What you should do - Copy the records exactly. Every line must match.

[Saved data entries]
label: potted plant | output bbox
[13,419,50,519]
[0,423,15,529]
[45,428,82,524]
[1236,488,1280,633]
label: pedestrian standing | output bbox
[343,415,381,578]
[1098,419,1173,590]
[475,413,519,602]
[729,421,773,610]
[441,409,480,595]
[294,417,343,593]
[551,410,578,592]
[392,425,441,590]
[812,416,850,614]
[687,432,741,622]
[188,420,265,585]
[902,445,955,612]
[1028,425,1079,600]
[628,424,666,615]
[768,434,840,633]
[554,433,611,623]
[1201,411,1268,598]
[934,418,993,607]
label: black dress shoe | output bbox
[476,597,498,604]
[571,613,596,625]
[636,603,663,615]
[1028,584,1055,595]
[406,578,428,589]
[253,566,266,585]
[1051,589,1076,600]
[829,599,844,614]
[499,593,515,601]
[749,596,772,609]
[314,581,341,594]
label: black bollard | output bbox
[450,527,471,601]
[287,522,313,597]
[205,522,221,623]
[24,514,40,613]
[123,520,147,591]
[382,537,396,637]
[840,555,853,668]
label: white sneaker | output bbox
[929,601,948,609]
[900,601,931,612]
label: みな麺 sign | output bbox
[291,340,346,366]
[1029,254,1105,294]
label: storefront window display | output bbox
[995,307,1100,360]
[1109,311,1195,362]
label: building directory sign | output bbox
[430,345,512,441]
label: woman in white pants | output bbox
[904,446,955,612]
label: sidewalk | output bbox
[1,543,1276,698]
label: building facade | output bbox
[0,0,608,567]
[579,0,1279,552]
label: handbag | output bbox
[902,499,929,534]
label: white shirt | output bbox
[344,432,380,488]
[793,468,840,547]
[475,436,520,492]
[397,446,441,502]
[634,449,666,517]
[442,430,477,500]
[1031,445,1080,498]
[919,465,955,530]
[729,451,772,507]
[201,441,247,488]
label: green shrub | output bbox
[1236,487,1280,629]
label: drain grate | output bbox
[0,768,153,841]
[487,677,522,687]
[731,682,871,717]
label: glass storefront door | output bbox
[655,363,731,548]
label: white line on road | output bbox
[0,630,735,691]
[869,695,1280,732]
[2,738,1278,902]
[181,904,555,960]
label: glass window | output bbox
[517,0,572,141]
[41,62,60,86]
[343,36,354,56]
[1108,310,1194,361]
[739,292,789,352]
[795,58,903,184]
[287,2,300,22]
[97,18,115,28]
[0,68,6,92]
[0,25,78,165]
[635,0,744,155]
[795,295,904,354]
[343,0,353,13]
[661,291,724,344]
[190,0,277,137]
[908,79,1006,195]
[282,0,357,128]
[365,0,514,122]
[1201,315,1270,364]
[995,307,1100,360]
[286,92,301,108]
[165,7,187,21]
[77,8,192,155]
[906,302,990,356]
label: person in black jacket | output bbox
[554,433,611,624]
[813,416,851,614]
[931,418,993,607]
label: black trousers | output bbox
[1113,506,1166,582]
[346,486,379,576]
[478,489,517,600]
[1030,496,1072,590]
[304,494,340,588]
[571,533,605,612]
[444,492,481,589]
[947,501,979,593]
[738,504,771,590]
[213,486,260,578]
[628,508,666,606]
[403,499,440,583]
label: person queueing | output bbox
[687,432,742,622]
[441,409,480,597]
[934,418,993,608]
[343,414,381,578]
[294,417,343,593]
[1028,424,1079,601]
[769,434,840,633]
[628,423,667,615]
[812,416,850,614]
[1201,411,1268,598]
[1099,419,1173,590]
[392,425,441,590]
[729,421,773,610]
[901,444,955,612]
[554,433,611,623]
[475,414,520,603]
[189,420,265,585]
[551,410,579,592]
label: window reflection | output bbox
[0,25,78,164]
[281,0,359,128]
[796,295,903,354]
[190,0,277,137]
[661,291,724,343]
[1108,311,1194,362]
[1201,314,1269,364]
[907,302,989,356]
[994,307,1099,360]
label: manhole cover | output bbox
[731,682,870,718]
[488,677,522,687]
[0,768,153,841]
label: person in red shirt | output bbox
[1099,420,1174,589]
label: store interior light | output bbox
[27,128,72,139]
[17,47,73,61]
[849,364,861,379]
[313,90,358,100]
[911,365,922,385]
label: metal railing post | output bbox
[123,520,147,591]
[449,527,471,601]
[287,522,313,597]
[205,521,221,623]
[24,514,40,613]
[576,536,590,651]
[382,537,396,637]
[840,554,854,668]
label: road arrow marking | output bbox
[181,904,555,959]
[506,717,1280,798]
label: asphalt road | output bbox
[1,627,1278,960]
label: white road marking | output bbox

Task answer -
label: potted plant | output bbox
[13,419,50,519]
[0,423,15,529]
[45,428,82,524]
[1236,488,1280,633]
label: pedestrian standing | output bbox
[343,415,381,578]
[1098,419,1173,590]
[475,413,519,602]
[729,421,773,610]
[441,409,480,595]
[294,417,343,593]
[551,410,578,592]
[392,425,441,590]
[812,416,850,614]
[687,432,741,622]
[188,420,265,585]
[902,445,955,612]
[1028,425,1079,600]
[628,424,666,615]
[768,434,840,633]
[554,433,611,623]
[1201,411,1268,598]
[934,418,993,607]
label: black dress shoe | output bbox
[476,597,498,604]
[571,613,596,625]
[636,603,663,615]
[1028,584,1055,595]
[406,578,428,589]
[253,566,266,585]
[1051,589,1076,600]
[829,599,844,614]
[499,593,515,601]
[749,596,772,609]
[314,581,341,594]
label: black bollard | output bbox
[450,527,471,601]
[287,522,313,597]
[205,522,221,623]
[24,514,40,613]
[123,520,147,591]
[382,537,396,637]
[840,555,853,668]
label: white sneaker | output bbox
[929,601,948,609]
[900,601,931,612]
label: みな麺 sign | output bbox
[291,340,346,366]
[1029,254,1105,294]
label: storefront window display | output bbox
[995,307,1100,360]
[1109,311,1195,362]
label: building directory sign | output bbox
[430,345,512,441]
label: woman in white pants | output bbox
[904,446,955,612]
label: sidewalk | output bbox
[1,543,1276,698]
label: building facade | output bbox
[0,0,608,567]
[579,0,1279,552]
label: handbag | output bbox
[902,499,929,534]
label: white shirt | output bbox
[344,432,380,488]
[793,468,840,547]
[475,436,520,492]
[397,446,441,502]
[634,449,666,517]
[442,430,477,500]
[1031,445,1080,498]
[919,465,955,530]
[729,451,772,507]
[201,441,247,488]
label: green shrub | output bbox
[1236,487,1280,629]
label: drain grate | output bbox
[0,768,153,841]
[487,677,522,687]
[731,682,871,717]
label: glass storefront door | output bbox
[655,363,731,548]
label: white line on road | output bbox
[0,630,735,691]
[869,695,1280,732]
[2,738,1278,902]
[181,904,555,960]
label: glass window | output bbox
[517,0,572,141]
[41,62,60,86]
[343,36,354,56]
[1108,310,1194,361]
[739,292,789,352]
[795,58,903,184]
[287,2,300,22]
[97,18,115,28]
[0,68,6,92]
[0,25,78,165]
[635,0,744,155]
[795,295,904,354]
[343,0,353,13]
[661,291,724,344]
[190,0,277,137]
[908,79,1006,195]
[282,0,357,128]
[365,0,514,122]
[1201,315,1270,364]
[995,307,1100,360]
[286,92,301,108]
[165,7,187,21]
[77,8,192,155]
[906,302,990,356]
label: person in black jacket | output bbox
[554,433,611,624]
[813,416,851,614]
[931,418,993,607]
label: black trousers | output bbox
[1113,506,1166,582]
[346,486,379,576]
[478,489,517,600]
[1030,496,1072,590]
[304,494,340,588]
[571,533,605,612]
[444,492,481,589]
[947,501,979,593]
[738,504,771,590]
[213,486,260,578]
[628,508,666,606]
[403,499,440,583]
label: person queueing | output bbox
[687,432,742,622]
[441,409,480,597]
[934,418,993,608]
[343,414,381,578]
[294,417,343,593]
[1028,424,1079,601]
[769,434,840,633]
[628,423,667,615]
[812,416,850,614]
[1201,411,1268,598]
[1099,419,1173,590]
[392,425,441,590]
[729,421,773,610]
[901,444,955,612]
[554,433,611,623]
[475,414,520,603]
[189,420,265,585]
[551,410,579,592]
label: window reflection | output bbox
[0,25,78,164]
[281,0,359,128]
[796,295,903,354]
[190,0,277,137]
[661,291,724,343]
[1108,311,1194,362]
[1201,314,1269,364]
[907,302,989,356]
[994,307,1099,360]
label: manhole cover | output bbox
[731,682,870,718]
[488,677,522,687]
[0,768,153,841]
label: person in red shirt | output bbox
[1099,420,1174,589]
label: store interior light | output bbox
[27,128,72,139]
[17,47,73,61]
[849,364,861,379]
[313,90,358,100]
[911,365,922,385]
label: metal railing post | output bbox
[123,520,147,591]
[449,527,471,601]
[287,522,313,597]
[205,521,221,623]
[24,514,40,613]
[576,536,590,651]
[382,537,396,637]
[840,554,854,668]
label: road arrow marking | output bbox
[181,904,555,959]
[506,717,1280,798]
label: asphalt road | output bbox
[1,627,1278,960]
label: white road marking | output bbox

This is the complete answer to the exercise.